══ Source information
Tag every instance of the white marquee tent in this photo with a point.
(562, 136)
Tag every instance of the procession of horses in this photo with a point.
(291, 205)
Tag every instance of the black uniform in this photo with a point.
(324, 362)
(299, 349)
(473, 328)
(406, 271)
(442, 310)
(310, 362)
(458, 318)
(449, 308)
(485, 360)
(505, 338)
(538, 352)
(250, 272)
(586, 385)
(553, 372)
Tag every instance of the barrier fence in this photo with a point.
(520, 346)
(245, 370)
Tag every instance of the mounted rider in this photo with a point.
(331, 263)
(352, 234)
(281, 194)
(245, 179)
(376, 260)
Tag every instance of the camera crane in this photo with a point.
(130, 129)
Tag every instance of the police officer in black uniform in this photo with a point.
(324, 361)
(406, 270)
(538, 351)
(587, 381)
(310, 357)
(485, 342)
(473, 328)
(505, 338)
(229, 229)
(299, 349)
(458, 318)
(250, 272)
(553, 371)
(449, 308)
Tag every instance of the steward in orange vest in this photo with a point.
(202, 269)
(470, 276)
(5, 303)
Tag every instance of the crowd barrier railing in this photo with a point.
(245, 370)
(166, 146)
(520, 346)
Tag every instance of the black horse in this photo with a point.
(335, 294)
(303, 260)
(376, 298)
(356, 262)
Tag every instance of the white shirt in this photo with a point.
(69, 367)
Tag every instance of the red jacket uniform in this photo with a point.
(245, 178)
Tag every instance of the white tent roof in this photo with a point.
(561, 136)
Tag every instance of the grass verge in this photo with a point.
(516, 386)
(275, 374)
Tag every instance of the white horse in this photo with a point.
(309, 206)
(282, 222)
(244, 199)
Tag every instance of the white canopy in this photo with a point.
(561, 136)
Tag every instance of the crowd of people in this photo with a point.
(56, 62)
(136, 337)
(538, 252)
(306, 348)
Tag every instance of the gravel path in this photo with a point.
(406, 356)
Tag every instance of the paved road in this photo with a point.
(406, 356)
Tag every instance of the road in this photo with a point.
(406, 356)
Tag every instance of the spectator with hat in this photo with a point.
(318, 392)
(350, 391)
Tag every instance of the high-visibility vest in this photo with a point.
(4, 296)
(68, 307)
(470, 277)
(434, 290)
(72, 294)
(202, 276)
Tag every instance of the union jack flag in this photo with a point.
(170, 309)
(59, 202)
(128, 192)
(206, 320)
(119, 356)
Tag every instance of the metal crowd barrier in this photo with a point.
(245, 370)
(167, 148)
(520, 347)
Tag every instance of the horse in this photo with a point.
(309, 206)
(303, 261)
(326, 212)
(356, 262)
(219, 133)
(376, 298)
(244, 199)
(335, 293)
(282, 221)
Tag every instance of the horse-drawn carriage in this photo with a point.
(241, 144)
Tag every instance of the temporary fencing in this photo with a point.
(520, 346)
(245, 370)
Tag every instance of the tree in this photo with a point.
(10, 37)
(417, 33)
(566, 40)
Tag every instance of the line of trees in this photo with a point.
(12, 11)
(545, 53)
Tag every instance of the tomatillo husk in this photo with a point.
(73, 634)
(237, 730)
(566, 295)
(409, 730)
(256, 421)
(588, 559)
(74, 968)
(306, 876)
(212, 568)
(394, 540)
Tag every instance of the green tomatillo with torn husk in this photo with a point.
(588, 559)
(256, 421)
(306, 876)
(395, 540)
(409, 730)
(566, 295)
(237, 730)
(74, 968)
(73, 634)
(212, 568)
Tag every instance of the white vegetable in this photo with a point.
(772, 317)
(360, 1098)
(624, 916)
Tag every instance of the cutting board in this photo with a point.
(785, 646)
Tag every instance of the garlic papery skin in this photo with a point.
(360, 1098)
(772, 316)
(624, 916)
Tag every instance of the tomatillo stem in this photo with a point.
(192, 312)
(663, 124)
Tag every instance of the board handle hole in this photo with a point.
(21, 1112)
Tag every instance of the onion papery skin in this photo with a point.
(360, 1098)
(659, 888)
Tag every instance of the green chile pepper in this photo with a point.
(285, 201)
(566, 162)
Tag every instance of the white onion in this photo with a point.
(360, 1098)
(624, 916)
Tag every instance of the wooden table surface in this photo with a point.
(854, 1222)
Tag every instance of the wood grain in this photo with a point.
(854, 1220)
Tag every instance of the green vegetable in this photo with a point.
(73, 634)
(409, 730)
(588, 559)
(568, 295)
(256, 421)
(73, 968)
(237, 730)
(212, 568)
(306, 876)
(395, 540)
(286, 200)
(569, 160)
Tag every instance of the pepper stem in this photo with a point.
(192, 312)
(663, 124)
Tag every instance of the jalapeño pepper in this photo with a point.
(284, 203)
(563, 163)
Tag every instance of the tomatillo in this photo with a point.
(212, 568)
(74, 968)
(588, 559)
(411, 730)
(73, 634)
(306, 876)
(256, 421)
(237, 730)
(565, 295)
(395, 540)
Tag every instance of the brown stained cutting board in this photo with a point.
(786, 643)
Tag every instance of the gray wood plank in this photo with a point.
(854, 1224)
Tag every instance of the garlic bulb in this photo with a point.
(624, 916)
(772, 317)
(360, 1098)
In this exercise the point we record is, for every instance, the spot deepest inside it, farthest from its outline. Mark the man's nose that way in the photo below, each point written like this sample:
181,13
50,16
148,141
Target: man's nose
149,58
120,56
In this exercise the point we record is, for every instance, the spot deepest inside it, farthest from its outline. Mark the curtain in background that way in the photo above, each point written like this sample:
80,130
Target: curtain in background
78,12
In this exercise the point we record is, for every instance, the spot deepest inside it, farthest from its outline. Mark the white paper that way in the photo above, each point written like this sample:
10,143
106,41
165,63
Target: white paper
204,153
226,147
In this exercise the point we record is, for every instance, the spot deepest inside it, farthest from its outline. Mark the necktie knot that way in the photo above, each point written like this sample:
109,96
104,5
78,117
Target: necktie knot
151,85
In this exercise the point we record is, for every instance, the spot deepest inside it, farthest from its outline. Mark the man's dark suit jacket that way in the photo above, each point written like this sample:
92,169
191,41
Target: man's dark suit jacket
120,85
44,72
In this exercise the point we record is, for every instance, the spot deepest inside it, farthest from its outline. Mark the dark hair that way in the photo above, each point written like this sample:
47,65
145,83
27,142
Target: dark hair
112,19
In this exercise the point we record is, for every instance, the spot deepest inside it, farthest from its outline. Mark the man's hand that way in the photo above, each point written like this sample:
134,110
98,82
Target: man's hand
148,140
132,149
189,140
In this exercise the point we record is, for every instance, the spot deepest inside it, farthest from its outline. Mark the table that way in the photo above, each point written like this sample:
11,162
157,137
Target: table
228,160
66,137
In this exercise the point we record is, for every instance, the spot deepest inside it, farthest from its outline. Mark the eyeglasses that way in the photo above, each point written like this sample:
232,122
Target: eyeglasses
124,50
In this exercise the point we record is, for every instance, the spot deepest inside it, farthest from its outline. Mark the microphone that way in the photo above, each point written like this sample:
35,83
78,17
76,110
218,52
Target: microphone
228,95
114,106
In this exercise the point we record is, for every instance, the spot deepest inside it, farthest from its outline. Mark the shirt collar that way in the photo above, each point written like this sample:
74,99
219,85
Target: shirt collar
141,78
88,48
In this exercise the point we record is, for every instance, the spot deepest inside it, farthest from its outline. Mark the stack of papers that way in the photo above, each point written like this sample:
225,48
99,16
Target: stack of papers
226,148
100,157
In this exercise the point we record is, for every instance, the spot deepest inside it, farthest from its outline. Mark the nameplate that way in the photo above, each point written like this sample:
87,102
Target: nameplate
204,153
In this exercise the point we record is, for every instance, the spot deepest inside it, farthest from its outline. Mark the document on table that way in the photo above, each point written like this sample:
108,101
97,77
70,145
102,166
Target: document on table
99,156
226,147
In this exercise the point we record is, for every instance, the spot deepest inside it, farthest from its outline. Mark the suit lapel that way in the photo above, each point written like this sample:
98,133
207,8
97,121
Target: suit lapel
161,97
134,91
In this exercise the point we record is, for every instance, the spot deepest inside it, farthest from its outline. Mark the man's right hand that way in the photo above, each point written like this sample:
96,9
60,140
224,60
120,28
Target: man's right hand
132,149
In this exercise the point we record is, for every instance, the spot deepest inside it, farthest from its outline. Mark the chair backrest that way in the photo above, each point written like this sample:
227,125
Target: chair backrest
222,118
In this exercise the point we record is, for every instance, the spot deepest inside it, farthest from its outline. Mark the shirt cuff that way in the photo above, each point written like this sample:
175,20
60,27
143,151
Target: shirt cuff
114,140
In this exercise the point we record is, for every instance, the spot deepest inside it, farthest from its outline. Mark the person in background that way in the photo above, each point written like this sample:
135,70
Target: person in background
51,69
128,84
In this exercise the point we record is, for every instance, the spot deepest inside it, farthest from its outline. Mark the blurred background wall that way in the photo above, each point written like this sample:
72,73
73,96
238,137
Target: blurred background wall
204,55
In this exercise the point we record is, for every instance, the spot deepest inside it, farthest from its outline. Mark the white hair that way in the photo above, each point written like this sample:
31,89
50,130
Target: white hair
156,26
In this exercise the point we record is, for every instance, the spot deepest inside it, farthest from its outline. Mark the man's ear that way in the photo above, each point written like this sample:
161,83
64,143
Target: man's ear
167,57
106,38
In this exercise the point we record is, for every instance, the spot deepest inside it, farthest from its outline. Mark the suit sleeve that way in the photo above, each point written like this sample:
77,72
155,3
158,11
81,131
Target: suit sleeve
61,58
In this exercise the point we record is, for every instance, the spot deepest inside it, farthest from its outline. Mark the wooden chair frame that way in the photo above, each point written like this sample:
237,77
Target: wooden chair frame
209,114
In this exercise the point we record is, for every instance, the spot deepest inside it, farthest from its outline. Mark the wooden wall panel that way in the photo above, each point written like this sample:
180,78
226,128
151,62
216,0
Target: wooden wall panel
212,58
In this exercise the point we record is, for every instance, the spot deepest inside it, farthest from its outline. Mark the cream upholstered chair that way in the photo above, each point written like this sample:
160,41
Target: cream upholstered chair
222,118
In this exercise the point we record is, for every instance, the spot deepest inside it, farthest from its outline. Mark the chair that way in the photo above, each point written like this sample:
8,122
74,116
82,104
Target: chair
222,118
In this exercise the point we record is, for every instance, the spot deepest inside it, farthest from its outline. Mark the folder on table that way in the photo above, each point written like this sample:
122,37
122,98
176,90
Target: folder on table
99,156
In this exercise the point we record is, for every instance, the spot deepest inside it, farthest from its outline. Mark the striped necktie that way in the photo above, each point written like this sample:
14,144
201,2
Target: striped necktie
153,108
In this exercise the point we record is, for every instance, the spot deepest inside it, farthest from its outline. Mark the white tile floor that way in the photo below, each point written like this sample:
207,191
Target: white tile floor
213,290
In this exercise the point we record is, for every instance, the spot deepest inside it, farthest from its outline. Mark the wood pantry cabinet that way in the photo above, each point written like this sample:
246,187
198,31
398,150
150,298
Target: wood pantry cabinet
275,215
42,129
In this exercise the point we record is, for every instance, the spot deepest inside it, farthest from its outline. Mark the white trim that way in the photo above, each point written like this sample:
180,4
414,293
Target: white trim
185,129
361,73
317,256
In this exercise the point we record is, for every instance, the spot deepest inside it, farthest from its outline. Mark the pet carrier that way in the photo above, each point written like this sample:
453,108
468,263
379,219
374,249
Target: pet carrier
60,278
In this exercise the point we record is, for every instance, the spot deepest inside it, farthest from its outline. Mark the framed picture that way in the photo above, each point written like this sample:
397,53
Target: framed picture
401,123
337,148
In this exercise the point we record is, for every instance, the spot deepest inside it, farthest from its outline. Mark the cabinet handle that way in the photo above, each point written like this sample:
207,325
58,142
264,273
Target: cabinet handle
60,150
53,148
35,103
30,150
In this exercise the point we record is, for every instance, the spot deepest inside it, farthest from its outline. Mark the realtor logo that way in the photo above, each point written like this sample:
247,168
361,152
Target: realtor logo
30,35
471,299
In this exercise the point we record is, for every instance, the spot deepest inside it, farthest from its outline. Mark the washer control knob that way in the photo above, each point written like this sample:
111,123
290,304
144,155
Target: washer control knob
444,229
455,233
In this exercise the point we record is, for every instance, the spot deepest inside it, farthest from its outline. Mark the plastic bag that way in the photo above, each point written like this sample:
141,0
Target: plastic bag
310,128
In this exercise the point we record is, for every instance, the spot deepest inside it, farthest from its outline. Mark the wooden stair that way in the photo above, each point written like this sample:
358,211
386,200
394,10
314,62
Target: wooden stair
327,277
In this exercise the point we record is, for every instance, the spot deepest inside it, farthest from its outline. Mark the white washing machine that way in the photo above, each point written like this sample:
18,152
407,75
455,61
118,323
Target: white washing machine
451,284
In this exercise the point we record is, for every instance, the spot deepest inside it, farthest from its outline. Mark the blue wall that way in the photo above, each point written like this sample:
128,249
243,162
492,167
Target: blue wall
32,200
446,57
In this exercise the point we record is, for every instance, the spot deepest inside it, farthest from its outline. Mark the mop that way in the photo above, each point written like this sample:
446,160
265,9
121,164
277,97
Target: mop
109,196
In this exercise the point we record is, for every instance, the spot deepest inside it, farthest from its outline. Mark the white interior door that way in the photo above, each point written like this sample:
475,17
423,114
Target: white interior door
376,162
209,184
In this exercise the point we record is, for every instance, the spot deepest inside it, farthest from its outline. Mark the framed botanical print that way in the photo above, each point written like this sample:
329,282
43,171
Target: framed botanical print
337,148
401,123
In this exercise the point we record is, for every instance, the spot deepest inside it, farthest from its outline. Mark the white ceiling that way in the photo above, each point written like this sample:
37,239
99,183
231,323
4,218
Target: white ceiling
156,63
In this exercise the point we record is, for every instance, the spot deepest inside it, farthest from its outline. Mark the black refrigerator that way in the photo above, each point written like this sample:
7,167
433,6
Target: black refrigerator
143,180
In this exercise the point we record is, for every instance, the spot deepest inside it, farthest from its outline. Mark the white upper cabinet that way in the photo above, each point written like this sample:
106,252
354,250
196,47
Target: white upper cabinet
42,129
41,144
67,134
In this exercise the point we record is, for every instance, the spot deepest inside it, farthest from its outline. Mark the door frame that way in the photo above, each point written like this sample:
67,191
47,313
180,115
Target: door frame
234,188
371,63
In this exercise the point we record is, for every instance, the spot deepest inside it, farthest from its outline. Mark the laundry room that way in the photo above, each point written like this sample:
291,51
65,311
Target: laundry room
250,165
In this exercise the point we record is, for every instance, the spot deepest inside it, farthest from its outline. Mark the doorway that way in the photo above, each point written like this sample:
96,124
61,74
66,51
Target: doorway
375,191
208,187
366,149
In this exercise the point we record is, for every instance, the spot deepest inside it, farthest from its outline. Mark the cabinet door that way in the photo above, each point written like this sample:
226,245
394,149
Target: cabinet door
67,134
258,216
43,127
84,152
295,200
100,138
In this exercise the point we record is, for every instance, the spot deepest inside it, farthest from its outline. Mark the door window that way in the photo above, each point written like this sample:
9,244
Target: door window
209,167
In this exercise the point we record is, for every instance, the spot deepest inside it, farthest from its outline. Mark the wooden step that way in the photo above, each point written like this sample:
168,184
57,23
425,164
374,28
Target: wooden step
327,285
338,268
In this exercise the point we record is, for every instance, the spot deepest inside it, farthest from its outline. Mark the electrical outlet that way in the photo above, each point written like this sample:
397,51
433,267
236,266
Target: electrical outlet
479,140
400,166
════
Work order:
Report, using only a number, how many lines above hold the word "below".

Response:
2